══ The data

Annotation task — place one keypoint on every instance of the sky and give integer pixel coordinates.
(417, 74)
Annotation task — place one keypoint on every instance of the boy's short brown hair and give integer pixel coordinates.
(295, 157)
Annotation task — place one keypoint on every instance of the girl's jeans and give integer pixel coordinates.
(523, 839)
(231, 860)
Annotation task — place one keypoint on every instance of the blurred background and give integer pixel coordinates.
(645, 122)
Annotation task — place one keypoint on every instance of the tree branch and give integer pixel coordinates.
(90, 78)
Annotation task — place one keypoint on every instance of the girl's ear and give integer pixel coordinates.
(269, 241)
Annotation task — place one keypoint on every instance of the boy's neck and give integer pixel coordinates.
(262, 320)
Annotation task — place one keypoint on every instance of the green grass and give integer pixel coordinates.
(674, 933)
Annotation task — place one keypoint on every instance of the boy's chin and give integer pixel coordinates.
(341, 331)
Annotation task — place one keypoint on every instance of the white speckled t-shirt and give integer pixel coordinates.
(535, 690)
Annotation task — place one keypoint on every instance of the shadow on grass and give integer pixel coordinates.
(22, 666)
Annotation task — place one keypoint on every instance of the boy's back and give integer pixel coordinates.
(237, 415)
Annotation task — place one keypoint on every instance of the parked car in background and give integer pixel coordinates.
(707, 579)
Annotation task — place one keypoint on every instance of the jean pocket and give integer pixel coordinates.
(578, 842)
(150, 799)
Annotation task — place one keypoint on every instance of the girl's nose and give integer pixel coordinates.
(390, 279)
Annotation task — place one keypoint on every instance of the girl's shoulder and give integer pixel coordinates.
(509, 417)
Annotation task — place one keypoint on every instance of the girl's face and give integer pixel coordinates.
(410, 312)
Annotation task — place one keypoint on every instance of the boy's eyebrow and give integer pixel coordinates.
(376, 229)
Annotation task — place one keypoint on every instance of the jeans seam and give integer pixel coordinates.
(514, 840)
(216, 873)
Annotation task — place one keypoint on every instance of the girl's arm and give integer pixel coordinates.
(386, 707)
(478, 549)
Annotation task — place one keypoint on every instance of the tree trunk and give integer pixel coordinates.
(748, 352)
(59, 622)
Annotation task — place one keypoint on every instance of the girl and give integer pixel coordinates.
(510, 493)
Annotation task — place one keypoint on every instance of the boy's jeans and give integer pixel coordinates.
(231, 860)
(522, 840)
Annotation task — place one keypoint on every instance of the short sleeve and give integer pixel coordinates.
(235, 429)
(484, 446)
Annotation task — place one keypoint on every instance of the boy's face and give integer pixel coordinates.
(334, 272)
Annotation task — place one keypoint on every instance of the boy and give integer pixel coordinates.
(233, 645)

════

Task objective:
Make an exact copy of all the data.

Exercise response:
Annotation task — place one keypoint on every instance of the sky and give integer pixel coordinates.
(417, 74)
Annotation task — place one keypoint on every instance of the boy's short brown hair and give integer pixel coordinates.
(295, 157)
Annotation task — place one keypoint on every instance of the girl's jeans and give integer pixel coordinates.
(523, 839)
(231, 860)
Annotation task — place one keypoint on every instance of the blurred background and give integer pixel coordinates.
(645, 122)
Annotation task — place one keypoint on every instance of the tree branch and give integer pixel coordinates.
(90, 78)
Annotation task — place one keypoint on every instance of the girl's ear and give integer pixel coordinates.
(269, 241)
Annotation task — place one keypoint on every instance of the boy's neck and give integer pixel coordinates.
(262, 320)
Annotation task — place one keypoint on every instance of the green grass and give integer pixel coordinates.
(674, 933)
Annotation task — place one keypoint on every instance of the boy's chin and give integer pixel coordinates.
(341, 331)
Annotation task — place one keypoint on every instance of the white speckled t-shirt and give integer pixel coordinates.
(535, 690)
Annotation task — place one keypoint on every instance of the shadow on grass and give integer pixel coordinates.
(22, 666)
Annotation task — place one keypoint on every instance of the boy's back and give integer pixel coordinates.
(237, 415)
Annotation task — place one keypoint on every instance of the parked car in background and give integer pixel coordinates.
(707, 579)
Annotation task — place one keypoint on every instance of the jean pocket and give integer pixel coordinates.
(578, 842)
(150, 799)
Annotation task — place one keypoint on every instance of the girl's nose and give integer pixel coordinates.
(390, 279)
Annotation task — place one keypoint on every instance of the girl's shoulder and give integer pixel coordinates.
(509, 417)
Annotation task — place one keypoint on every instance of the girl's face and give integer pixel coordinates.
(410, 312)
Annotation task — place one keypoint on every instance of the boy's eyebrow and give integer pixel coordinates.
(376, 229)
Annotation task — place one keypoint on every instance of the jeans seam and give integer pixel coordinates.
(514, 840)
(216, 873)
Annotation task — place one keypoint on every instance of the girl's arm and give integer pixel coordinates.
(386, 707)
(478, 549)
Annotation task — place one keypoint on every instance of the tree trunk and give integer pixel coordinates.
(748, 352)
(59, 622)
Annotation task — place one keypoint on every instance of the girl and give integer pixel coordinates.
(510, 493)
Annotation task — place one keypoint on every instance of the boy's jeans and give integer pixel coordinates.
(231, 860)
(522, 840)
Annotation task — place one keypoint on every instance of the short sleeve and give integer pixel coordinates.
(235, 429)
(484, 446)
Annotation task — place one keypoint on every instance of the boy's face and give integer pixel coordinates.
(334, 272)
Annotation task — place one keypoint on every instance of the boy and give integer pixel coordinates.
(233, 645)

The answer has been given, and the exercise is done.